# To do
Retype the complete listing exactly as it appears.
# START OF Data for this task
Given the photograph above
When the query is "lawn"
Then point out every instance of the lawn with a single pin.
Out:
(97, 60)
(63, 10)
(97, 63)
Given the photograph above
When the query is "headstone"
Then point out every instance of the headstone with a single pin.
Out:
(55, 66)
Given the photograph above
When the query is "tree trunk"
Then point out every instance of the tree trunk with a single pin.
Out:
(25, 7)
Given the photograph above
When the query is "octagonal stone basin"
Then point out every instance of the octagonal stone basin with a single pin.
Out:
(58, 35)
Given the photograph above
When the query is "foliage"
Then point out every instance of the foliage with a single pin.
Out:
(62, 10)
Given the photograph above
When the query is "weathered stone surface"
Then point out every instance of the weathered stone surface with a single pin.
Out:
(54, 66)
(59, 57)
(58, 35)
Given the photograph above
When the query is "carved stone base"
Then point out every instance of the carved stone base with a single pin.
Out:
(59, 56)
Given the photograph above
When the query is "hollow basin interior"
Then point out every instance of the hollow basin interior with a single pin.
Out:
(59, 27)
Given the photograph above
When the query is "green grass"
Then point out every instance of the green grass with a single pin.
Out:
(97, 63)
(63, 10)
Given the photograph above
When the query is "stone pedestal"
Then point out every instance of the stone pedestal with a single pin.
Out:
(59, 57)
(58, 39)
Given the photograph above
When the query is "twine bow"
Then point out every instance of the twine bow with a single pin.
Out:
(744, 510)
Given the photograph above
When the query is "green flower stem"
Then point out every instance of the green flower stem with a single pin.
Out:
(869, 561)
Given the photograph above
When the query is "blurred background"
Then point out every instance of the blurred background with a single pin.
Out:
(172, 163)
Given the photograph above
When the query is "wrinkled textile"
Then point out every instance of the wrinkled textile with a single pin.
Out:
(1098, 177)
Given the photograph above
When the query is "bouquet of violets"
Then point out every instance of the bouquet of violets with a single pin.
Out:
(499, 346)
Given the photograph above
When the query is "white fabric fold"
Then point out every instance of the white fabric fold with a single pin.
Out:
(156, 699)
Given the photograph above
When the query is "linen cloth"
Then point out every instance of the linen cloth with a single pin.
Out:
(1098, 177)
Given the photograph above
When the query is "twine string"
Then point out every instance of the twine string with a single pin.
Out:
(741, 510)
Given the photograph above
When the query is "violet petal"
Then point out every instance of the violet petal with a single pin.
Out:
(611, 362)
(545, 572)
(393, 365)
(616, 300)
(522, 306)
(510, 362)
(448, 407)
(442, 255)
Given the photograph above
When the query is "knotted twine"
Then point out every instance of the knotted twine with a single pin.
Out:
# END OF Data for this task
# Correct response
Given the photograph above
When the query is "lawn"
Then point out every instance of the lawn with a single pin.
Out:
(97, 60)
(63, 10)
(97, 63)
Given the photograph above
When the query is "headstone"
Then point out every instance of the headstone with a single pin.
Out:
(55, 66)
Given the photograph above
When the query is "tree trunk"
Then point out every instance of the tree trunk with a single pin.
Out:
(25, 7)
Given the photograph above
When the query is "octagonal stone basin"
Then point out every instance of the octagonal stone basin with a single pin.
Out:
(58, 35)
Given the photograph above
When the query is "foliage"
Then point out every instance of the foliage with a single pin.
Out:
(62, 10)
Given the photograph above
When the query is "weathered stone surface"
Then point out every instance of the weathered stone surface with a single pin.
Out:
(54, 66)
(59, 57)
(58, 35)
Given the photograph above
When the query is "carved stone base"
Then point out every instance of the carved stone base with a single pin.
Out:
(59, 56)
Given the photograph above
When the query is "hollow basin interior"
Then point out every instance of the hollow basin interior with a single pin.
Out:
(59, 27)
Given the photograph above
When the query is "green grass"
Then point out every instance of the green grass with a single pin.
Out:
(97, 63)
(63, 10)
Given the photograph above
When the query is "stone pedestal"
Then point out every instance of the stone pedestal with a single pin.
Out:
(59, 57)
(58, 39)
Given the photograph above
When the query is "twine bow"
Then point out every instance of the twine bow with a single pin.
Out:
(744, 510)
Given the photograph above
When the query is "green flower stem"
Then point out every instance of the green flower stem with a single pin.
Out:
(869, 561)
Given the photograph above
When the query is "blurred background"
Then point out every instance of the blurred background with a single pin.
Out:
(172, 163)
Given the photograph above
When the query is "wrinkled textile"
Then point out every instance of the wrinkled textile with a single pin.
Out:
(1098, 177)
Given the photograph above
When the query is "bouquet of violets"
Then point out every instance of the bouquet of violets with a single pin.
Out:
(499, 346)
Given the photograph above
When the query is "white fabric fold"
Then point out every instance of the white fabric fold with a single pin.
Out:
(156, 699)
Given the photograph above
When the query is "linen cloth"
Then point out every instance of the linen cloth with a single pin.
Out:
(1098, 177)
Given the photograph above
When the query is "twine string"
Then point out every instance of the twine string with a single pin.
Out:
(741, 510)
Given the photograph above
When the query is "violet petal"
Then point out every instance of the violet petal with a single pin.
Out:
(611, 362)
(545, 572)
(393, 365)
(616, 300)
(522, 306)
(510, 362)
(448, 407)
(442, 255)
Given the photograph above
When the query is "knotted twine"
Then point out every instance of the knotted twine with a single pin.
Out:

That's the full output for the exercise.